Saved entries
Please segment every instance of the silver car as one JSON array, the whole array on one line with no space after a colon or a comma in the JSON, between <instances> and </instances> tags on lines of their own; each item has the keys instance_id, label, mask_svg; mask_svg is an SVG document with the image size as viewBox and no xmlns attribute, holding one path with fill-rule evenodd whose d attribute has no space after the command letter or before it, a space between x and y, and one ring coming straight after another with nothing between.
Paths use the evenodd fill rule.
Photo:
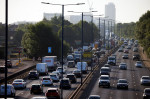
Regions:
<instances>
[{"instance_id":1,"label":"silver car","mask_svg":"<svg viewBox=\"0 0 150 99\"><path fill-rule=\"evenodd\" d=\"M141 61L136 61L135 66L139 67L139 68L142 68L142 62Z\"/></svg>"},{"instance_id":2,"label":"silver car","mask_svg":"<svg viewBox=\"0 0 150 99\"><path fill-rule=\"evenodd\" d=\"M126 79L119 79L117 82L117 89L125 88L128 89L128 82Z\"/></svg>"},{"instance_id":3,"label":"silver car","mask_svg":"<svg viewBox=\"0 0 150 99\"><path fill-rule=\"evenodd\" d=\"M150 85L150 76L142 76L141 85Z\"/></svg>"},{"instance_id":4,"label":"silver car","mask_svg":"<svg viewBox=\"0 0 150 99\"><path fill-rule=\"evenodd\" d=\"M15 79L12 85L14 88L26 88L26 82L23 79Z\"/></svg>"},{"instance_id":5,"label":"silver car","mask_svg":"<svg viewBox=\"0 0 150 99\"><path fill-rule=\"evenodd\" d=\"M126 70L127 69L127 64L126 63L120 63L119 69Z\"/></svg>"}]
</instances>

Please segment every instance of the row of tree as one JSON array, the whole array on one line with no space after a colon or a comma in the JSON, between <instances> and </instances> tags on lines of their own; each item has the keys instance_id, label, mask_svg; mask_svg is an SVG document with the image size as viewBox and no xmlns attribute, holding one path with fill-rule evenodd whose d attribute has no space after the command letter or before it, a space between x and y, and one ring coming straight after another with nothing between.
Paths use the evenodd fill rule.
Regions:
<instances>
[{"instance_id":1,"label":"row of tree","mask_svg":"<svg viewBox=\"0 0 150 99\"><path fill-rule=\"evenodd\" d=\"M150 57L150 11L143 14L135 27L136 38Z\"/></svg>"},{"instance_id":2,"label":"row of tree","mask_svg":"<svg viewBox=\"0 0 150 99\"><path fill-rule=\"evenodd\" d=\"M98 29L92 23L86 21L84 23L84 42L90 44L94 38L98 37ZM64 21L64 56L67 55L70 46L79 47L77 41L81 42L81 21L77 24L72 24L69 21ZM42 57L46 55L61 56L61 16L54 17L50 21L43 21L36 24L27 24L17 28L16 41L21 41L25 53L30 57ZM23 35L23 36L22 36ZM22 36L22 38L21 38ZM92 38L93 37L93 38ZM52 47L52 53L48 53L48 47Z\"/></svg>"}]
</instances>

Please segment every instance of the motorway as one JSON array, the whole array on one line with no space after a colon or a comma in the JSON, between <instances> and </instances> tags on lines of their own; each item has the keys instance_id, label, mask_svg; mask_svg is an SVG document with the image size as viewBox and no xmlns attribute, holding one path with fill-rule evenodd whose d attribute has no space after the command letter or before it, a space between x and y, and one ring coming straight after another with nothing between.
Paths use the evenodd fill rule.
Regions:
<instances>
[{"instance_id":1,"label":"motorway","mask_svg":"<svg viewBox=\"0 0 150 99\"><path fill-rule=\"evenodd\" d=\"M111 87L103 88L98 87L98 78L95 76L95 81L88 88L87 94L82 95L80 99L87 99L90 95L100 95L102 99L142 99L144 88L149 86L143 86L140 84L140 78L142 76L150 76L150 71L143 66L143 68L135 67L135 62L132 60L132 56L135 52L130 49L129 59L122 59L124 52L116 52L117 65L111 66ZM120 62L127 63L127 70L120 70ZM118 79L127 79L129 82L128 90L117 89Z\"/></svg>"},{"instance_id":2,"label":"motorway","mask_svg":"<svg viewBox=\"0 0 150 99\"><path fill-rule=\"evenodd\" d=\"M66 74L71 73L75 68L67 68ZM90 70L90 67L88 68ZM49 72L50 74L50 72ZM66 76L64 74L64 77ZM86 77L87 74L83 75L83 79ZM25 81L27 83L26 89L20 89L16 90L16 97L15 99L31 99L32 97L39 97L39 96L45 96L45 92L48 88L54 87L54 88L59 88L59 82L53 83L52 86L43 86L43 94L30 94L30 87L32 84L41 84L41 78L43 76L40 76L38 80L28 80L25 78ZM65 89L63 90L63 98L66 99L80 84L81 80L80 78L77 78L77 83L71 84L71 89Z\"/></svg>"}]
</instances>

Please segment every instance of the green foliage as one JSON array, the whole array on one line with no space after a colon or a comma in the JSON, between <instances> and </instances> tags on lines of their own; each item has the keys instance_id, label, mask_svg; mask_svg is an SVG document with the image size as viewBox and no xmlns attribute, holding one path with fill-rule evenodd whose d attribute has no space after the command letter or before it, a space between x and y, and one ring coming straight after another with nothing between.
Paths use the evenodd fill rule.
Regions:
<instances>
[{"instance_id":1,"label":"green foliage","mask_svg":"<svg viewBox=\"0 0 150 99\"><path fill-rule=\"evenodd\" d=\"M42 57L46 55L61 55L61 41L52 32L51 25L41 21L35 25L29 25L22 39L22 46L31 57ZM64 45L66 51L68 45ZM52 53L48 53L48 47L52 47ZM66 54L66 53L64 53Z\"/></svg>"},{"instance_id":2,"label":"green foliage","mask_svg":"<svg viewBox=\"0 0 150 99\"><path fill-rule=\"evenodd\" d=\"M150 57L150 11L143 14L136 23L136 37Z\"/></svg>"}]
</instances>

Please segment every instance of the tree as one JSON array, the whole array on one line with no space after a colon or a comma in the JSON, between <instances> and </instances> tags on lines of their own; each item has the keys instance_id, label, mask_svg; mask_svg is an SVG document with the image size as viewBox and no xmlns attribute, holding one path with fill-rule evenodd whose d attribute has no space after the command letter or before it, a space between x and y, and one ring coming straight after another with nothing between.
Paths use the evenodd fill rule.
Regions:
<instances>
[{"instance_id":1,"label":"tree","mask_svg":"<svg viewBox=\"0 0 150 99\"><path fill-rule=\"evenodd\" d=\"M31 57L61 56L61 41L56 33L52 32L50 23L44 21L28 26L22 39L22 46ZM67 45L64 46L66 48L64 50L67 51ZM48 53L48 47L52 47L52 53Z\"/></svg>"}]
</instances>

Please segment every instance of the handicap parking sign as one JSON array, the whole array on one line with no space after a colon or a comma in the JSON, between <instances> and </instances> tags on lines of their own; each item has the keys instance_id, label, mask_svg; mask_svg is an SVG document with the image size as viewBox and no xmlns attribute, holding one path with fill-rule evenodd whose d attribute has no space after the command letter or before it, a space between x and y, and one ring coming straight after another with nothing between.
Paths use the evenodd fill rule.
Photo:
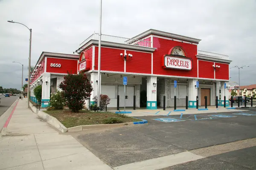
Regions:
<instances>
[{"instance_id":1,"label":"handicap parking sign","mask_svg":"<svg viewBox=\"0 0 256 170\"><path fill-rule=\"evenodd\" d=\"M181 121L185 121L185 120L180 120L174 118L157 118L153 119L152 120L155 120L158 121L166 123L170 123L172 122L181 122Z\"/></svg>"},{"instance_id":2,"label":"handicap parking sign","mask_svg":"<svg viewBox=\"0 0 256 170\"><path fill-rule=\"evenodd\" d=\"M213 116L213 117L222 117L222 118L236 117L236 116L233 116L225 115L224 115L224 114L213 114L213 115L210 115L210 116Z\"/></svg>"}]
</instances>

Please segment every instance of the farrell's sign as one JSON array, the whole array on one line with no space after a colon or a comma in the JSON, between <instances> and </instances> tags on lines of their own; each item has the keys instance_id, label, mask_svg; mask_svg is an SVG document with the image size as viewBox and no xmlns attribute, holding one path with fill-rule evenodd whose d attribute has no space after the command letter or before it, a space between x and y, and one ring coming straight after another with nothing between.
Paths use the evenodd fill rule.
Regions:
<instances>
[{"instance_id":1,"label":"farrell's sign","mask_svg":"<svg viewBox=\"0 0 256 170\"><path fill-rule=\"evenodd\" d=\"M90 70L90 60L84 60L79 63L79 71Z\"/></svg>"},{"instance_id":2,"label":"farrell's sign","mask_svg":"<svg viewBox=\"0 0 256 170\"><path fill-rule=\"evenodd\" d=\"M163 67L180 70L191 70L192 60L190 58L166 55L163 57Z\"/></svg>"}]
</instances>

## TASK DETAILS
Everything from the line containing "Please segment every instance of the handicap" through the last line of the entries is to be output exactly as written, minus any pictures.

## RESULT
Please segment every instance of the handicap parking sign as one JSON array, the whole array on one line with no space after a colon or a comma in the JSON, between <instances> and </instances> tags on lines of their own; each item has the keys instance_id, label, mask_svg; mask_svg is an SVG document with the image size as viewBox and no xmlns attribute, holding one path with fill-rule evenodd whose d attribute has no space after the command letter or before it, a space between x and y, and one ring coming straight after another with nothing between.
Paths use the evenodd fill rule.
Photo:
Regions:
<instances>
[{"instance_id":1,"label":"handicap parking sign","mask_svg":"<svg viewBox=\"0 0 256 170\"><path fill-rule=\"evenodd\" d=\"M181 121L185 121L185 120L180 120L174 118L157 118L153 119L152 120L155 120L158 121L166 123L170 123L172 122L181 122Z\"/></svg>"},{"instance_id":2,"label":"handicap parking sign","mask_svg":"<svg viewBox=\"0 0 256 170\"><path fill-rule=\"evenodd\" d=\"M213 116L213 117L222 117L222 118L236 117L236 116L233 116L225 115L224 115L224 114L213 114L213 115L210 115L210 116Z\"/></svg>"}]
</instances>

Please segment every instance of the farrell's sign as one JSON array, the whole array on one line with no space after a colon or a comma in the JSON, between <instances> and </instances> tags on lines of their own; each item has the keys instance_id, label, mask_svg; mask_svg is an SVG document with the image size as viewBox and no xmlns attribute, holding one path with fill-rule evenodd whose d attribute has no space after the command letter or before it, a space between x and y, and one ring coming straight after another with nothing between.
Paths use the evenodd fill rule.
Regions:
<instances>
[{"instance_id":1,"label":"farrell's sign","mask_svg":"<svg viewBox=\"0 0 256 170\"><path fill-rule=\"evenodd\" d=\"M90 70L90 60L84 60L79 63L79 71Z\"/></svg>"},{"instance_id":2,"label":"farrell's sign","mask_svg":"<svg viewBox=\"0 0 256 170\"><path fill-rule=\"evenodd\" d=\"M163 67L180 70L191 70L192 60L190 58L166 55L163 57Z\"/></svg>"}]
</instances>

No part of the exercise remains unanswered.